*Excerpt:*
# # #

So in this week’s New Yorker, they featured that awesome band that Matt booked for his boat show, Javelin, in an illustration in the Night Life section. It was amusing, to say the least. I used to read about things in the New Yorker and go to them, now it’s the other way around.

The wedding was actually really fun. Free booze, free food—what’s not to like? We also drove back with this really cool guy and girl. It was fun taking a road trip, as those are one of the things I miss most about California.

Did I mention I went out with Jorge to Nacotheque last Friday? We had a few beers upstairs at Fontana’s and talked university gossip before going downstairs to the performance space. It took a few hours for the downstairs to get filled up, but there was a crowd by the time the band came on. The act consisted of an electro beat with this guy and girl rapping crazily over it, which seems kind of schticky, but it worked really well. By the time the show was over, Jorge had to take the train home. It was a fun night.

Did I mention we went to a fabric store this week? I got some felt to make my stuffed typewriter. Now I just need some good buttons for the keys.

My plush typewriter (sans buttons)

Tonight after work I’m going to see a midnight movie, Perfect, this so-bad-it’s-good movie from the 80s starring John Travolta and Jaimie Lee Curtis.

I’ve been wanting and not wanting to write about a certain event that happened right before I met up with Jorge. Astute readers may notice the setting, but nonetheless.

# # #

*Data extract:*
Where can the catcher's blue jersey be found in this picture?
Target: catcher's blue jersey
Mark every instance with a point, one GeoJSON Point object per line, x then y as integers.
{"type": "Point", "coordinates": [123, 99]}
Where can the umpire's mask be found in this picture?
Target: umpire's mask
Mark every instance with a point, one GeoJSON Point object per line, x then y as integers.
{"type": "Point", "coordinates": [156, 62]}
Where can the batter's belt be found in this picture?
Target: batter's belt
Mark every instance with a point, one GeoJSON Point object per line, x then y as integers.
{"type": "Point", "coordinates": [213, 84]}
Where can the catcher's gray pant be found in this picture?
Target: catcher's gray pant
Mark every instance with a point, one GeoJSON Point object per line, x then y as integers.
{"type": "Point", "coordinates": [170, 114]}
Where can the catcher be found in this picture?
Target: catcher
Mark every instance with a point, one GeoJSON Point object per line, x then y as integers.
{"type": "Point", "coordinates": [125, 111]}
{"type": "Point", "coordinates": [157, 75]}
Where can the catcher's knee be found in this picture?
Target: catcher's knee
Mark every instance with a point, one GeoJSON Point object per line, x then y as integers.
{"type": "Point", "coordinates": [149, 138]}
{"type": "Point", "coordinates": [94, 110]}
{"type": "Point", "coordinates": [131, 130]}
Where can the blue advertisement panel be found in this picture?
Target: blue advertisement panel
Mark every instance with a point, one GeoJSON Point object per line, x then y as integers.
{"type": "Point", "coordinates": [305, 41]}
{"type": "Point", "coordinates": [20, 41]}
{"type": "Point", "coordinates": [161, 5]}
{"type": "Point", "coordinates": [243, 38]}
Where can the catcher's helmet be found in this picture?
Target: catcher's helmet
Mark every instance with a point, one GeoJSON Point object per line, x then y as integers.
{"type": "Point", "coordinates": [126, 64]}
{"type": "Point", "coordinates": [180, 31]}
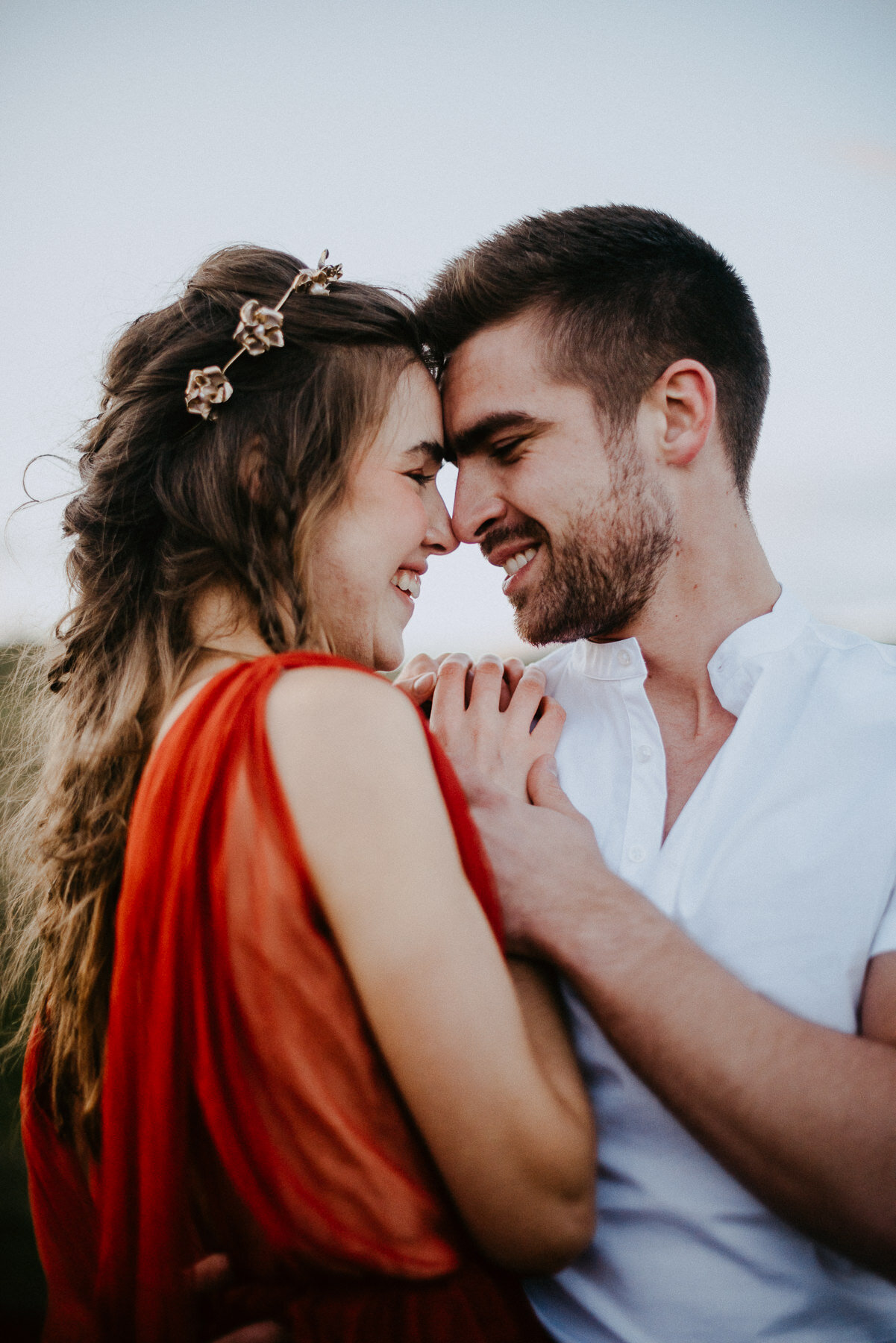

# # #

*What this exercise asks:*
1. Translate this sentence from the blog post into Spanish: "It took a few hours for the downstairs to get filled up, but there was a crowd by the time the band came on."
2. Summarize the blog post in two sentences.
3. Continue the blog post from where it stops.

*Outputs for the tasks:*
1. Tardó unas horas en llenarse la planta baja, pero para cuando salió la banda ya había una multitud.

2. The writer notes that Javelin, the band Matt booked for his boat show, was featured in a New Yorker illustration, and describes a fun wedding with a road trip back plus a Friday night out with Jorge at Nacotheque, where an electro act with a guy and girl rapping worked really well. The writer also bought felt at a fabric store for a plush typewriter that still needs buttons for the keys, and plans to see the 80s midnight movie Perfect after work tonight.

3.
I’d put on my best suit to go to Nacotheque (for maximum irony), and took the C downtown one stop from the Port Authority. After exiting Penn Station, the labyrinth of tunnels that attempt in vain to be a navigable transportation hub, I walked over to the Borders above the station. I rode the escalator up to the coffee shop and waited in line to get my iced coffee. Walking past the aisles of books, I decided I might as well try to find a book (even though I didn’t have my backpack so I couldn’t actually buy anything). After a bit of brainstorming, I decided to look for Petronius’ Satyricon. I finally located it in the classical literature aisle. Pleased, I took the book and sat down at the end of the aisle (where everyone sits as the café seating is always full). I scanned the peritext and introduction; it wasn’t until I’d finished the “Note on Translation” that I realized it.

This was the same aisle I first met Jon in.

I had taken New York for granted: her refreshing lack of emotional loci. But sitting there, nothing felt right. I could feel the presence of the big stuffed tiger I’d been carrying when I met him—the nondescript diner in Chelsea where we ended up ordering far too much food—our parting for him to go to the Chelsea NYSC (which, I learned much later, was beyond cruisy). His oblique mention of his plans to sleep with a ton of Germans when he went to Düsseldorf. His well-off Zionist filmmaker roommates. Sundays poring over the paper copy of the Times in his cozy kitchen. The odd but sustained ritual of snacking on full-size carrots that he would make a show of peeling over the sink. My angry, unreasoned rant at the existential breakup (that, for some reason, I can’t find in my archives).

New York is coming alive with emotional resonances that I can’t foresee. Even last night on the way to Eastern Bloc I walked by this vegetarian restaurant I went on an awful date at. Still, I am happy here. The best decision I ever made was to leave Sacramento.